* Excerpt provided

Global Strategic Planning Meeting
on Teacher Training in Human Rights Education
June 2005 - New York, U.S.A. | other working sessions
regional surveys and reports | outcomes | other documents
Altangerel Choijoo is a citizen of Mongolia. He was born in Arkhangai province, Mongolia on June 22, 1978. He is 26 years old lives with his wife (Myagmarsuren Damdin) and daughter (Narangoo Altangerel) in Ulaanbaatar. He is currently a Lecturer of Philosophy at the Mongolian State University of Education. He received the Master of Philosophy in 2002 and the Bachelor of Social Sciences in 2000. His research interests include human rights education and political philosophy.
Nargis Pervin is the assistant project officer for the child protection section of UNICEF in Dhaka, Bangladesh. She is responsible for the planning, implementation, and management of programs related to empowerment and protection of women and children. She holds both a master's and bachelor's degree in English from Dhaka University. Ms. Pervin recently completed the Hubert H. Humphrey Fellowship program at the University of Minnesota focusing on human rights of women and children.

* Stored data
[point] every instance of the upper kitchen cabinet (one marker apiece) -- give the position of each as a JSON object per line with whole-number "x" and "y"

* Short exercise
Rewrite the passage of the teacher-training meeting text that starts with "Global Strategic Planning" and goes on through "and political philosophy.", replacing "Lecturer" with "Senior Lecturer".

* Solved problem
Global Strategic Planning Meeting
on Teacher Training in Human Rights Education
June 2005 - New York, U.S.A. | other working sessions
regional surveys and reports | outcomes | other documents
Altangerel Choijoo is a citizen of Mongolia. He was born in Arkhangai province, Mongolia on June 22, 1978. He is 26 years old lives with his wife (Myagmarsuren Damdin) and daughter (Narangoo Altangerel) in Ulaanbaatar. He is currently a Senior Lecturer of Philosophy at the Mongolian State University of Education. He received the Master of Philosophy in 2002 and the Bachelor of Social Sciences in 2000. His research interests include human rights education and political philosophy.